#### [Selection]
-----

Most of the participants in the workshops had been involved in earlier biogeochemical budget workshops for their region and were aware of the purpose of the project, including the two-pronged approach of a) budgets derivation and b) up-scaling and integration.  A major activity of the typology workshops was for participants to develop typologies with relevance to the biogeochemical budgets settings (for example, climatic settings, river basin loads, coastal ecosystems and habitats distribution) and to compare the outcomes with both their expert judgements and/or similar existing subjective typologies.  In the process the typology tool and databases were extended and improved to meet the use requirements of the participants and the design requirements for products from the LOICZ-UNEP project.  This set of evolutionary outcomes has seen the LOICZView scaling approach being applied to other related work in national coastal zone management and international projects addressing scaling and integration issues.

The training and capacity-building purpose of the workshops was a major thrust.  There is a cadre of global scientists actively involved in use and extension of the approach to meet the goals of this project and the wider LOICZ project, and to applying the methods to local and regional questions.  A significant outcome of the workshops will be the application of the acquired knowledge in a final workshop (November 2001) of the project in order to develop a global assessment of the C-N-P biogeochemical performance of estuaries and coastal seas.

Throughout the project, use has been made of the World-Wide-Web as a research and teaching tool, as a repository of scientific results from the C-N-P biogeochemical model developments (http://data.ecology.su.se/MNODE/) and the typology outcomes, and as a device for discussion and provision of training materials within the network of participants.  Separate web-sites support the typology database (www.kgs.ukans.edu/Hexacoral/Envirodata/envirodata.html) and the typology clustering tool (www.palantir.swarthmore.edu/loicz), and they are linked for use.  The continued access to interim and final electronic publications and upgrades of the tools has assisted in the rapid development and application of the tools and dissemination of the modelling and typology approaches.

This report is structured to provide an introduction and overview to the typology work of the three regional workshops in a text form.  The work focuses on typology development rather than the biogeochemical model descriptions, although some workshop activities were directed at sub-set questions immediately related to the biogeochemical objectives.  Detailed results and products from the workshops and the associated databases are contained in the companion CD-ROM as well as posted on project web-sites that can be readily accessed for a full account of the effort and work of the many participants in the project.

-----

#### [Dataset rows]

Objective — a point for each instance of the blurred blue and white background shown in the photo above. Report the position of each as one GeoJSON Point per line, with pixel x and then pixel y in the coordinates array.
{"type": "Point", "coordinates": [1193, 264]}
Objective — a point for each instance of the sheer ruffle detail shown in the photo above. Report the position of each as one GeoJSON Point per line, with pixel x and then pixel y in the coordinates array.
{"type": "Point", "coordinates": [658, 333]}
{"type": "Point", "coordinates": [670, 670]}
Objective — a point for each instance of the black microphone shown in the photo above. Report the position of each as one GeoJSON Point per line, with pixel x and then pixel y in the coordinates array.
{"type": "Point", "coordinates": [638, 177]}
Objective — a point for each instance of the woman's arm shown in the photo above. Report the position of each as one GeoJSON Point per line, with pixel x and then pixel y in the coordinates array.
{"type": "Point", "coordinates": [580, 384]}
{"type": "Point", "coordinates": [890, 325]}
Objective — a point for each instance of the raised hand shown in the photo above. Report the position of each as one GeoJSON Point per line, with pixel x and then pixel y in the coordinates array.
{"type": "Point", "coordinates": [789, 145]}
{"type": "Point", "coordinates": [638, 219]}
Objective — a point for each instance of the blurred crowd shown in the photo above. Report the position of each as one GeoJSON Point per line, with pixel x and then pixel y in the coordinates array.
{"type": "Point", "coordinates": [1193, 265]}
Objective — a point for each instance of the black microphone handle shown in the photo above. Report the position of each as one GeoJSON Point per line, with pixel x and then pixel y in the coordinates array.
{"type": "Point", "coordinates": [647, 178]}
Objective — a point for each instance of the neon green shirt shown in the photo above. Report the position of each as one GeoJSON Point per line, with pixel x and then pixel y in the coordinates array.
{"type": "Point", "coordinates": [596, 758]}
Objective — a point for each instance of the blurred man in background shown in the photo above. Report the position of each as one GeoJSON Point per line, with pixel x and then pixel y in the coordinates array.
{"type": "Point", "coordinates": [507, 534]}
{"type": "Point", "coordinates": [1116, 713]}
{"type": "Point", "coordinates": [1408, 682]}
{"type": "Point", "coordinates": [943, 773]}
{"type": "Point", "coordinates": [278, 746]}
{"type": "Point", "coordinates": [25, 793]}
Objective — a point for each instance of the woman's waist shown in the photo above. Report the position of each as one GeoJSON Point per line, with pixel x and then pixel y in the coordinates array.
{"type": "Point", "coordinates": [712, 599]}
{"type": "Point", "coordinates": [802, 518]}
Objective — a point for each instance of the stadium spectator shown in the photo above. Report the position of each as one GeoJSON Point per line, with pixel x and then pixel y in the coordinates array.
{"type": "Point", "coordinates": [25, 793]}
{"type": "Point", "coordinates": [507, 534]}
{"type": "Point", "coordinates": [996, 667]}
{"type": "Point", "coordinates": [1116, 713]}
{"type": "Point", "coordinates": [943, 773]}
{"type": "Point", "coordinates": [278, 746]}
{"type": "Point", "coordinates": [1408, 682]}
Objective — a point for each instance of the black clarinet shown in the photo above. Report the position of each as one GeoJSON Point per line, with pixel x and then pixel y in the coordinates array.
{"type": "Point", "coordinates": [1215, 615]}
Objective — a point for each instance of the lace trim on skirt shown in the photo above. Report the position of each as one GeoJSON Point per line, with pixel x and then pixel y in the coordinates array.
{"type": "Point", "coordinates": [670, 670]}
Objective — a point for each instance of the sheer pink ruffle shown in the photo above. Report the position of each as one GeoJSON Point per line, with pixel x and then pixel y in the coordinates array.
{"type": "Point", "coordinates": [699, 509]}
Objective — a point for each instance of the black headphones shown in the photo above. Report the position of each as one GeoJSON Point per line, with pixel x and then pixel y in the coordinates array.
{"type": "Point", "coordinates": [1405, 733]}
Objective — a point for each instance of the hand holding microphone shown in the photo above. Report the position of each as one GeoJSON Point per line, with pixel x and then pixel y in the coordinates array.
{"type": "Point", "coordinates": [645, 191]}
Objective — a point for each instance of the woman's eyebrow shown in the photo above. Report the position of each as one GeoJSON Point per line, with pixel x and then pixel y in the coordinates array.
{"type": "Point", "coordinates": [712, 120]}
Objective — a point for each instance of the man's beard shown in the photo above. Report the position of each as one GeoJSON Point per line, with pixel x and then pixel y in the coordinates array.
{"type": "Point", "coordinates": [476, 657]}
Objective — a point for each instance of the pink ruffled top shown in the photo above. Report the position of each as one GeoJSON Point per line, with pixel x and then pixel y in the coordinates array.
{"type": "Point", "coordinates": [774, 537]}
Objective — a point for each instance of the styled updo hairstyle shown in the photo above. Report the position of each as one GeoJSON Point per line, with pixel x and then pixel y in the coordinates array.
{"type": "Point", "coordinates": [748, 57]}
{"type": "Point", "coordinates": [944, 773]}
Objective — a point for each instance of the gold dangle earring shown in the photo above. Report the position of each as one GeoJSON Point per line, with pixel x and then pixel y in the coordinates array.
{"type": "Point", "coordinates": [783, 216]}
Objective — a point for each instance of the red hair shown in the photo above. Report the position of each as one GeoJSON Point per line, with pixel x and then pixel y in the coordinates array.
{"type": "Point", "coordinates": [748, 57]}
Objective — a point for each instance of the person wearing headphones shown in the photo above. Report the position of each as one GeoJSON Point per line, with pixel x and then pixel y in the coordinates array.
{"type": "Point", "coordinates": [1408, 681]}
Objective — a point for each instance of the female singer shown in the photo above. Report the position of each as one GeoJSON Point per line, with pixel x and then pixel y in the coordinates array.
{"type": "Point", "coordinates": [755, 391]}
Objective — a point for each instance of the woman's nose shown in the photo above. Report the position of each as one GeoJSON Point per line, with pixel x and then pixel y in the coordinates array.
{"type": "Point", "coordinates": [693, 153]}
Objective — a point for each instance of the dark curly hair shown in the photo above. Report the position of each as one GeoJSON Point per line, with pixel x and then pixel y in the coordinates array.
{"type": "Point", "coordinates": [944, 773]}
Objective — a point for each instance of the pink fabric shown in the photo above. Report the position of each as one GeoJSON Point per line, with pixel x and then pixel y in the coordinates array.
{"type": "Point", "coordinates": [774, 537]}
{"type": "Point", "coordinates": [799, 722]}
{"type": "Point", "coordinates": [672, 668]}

-----

#### [Exercise goal]
Reproduce everything in the typology workshop report from "Throughout the project, use" down to "and typology approaches.", word for word.

#### [Expected answer]
Throughout the project, use has been made of the World-Wide-Web as a research and teaching tool, as a repository of scientific results from the C-N-P biogeochemical model developments (http://data.ecology.su.se/MNODE/) and the typology outcomes, and as a device for discussion and provision of training materials within the network of participants.  Separate web-sites support the typology database (www.kgs.ukans.edu/Hexacoral/Envirodata/envirodata.html) and the typology clustering tool (www.palantir.swarthmore.edu/loicz), and they are linked for use.  The continued access to interim and final electronic publications and upgrades of the tools has assisted in the rapid development and application of the tools and dissemination of the modelling and typology approaches.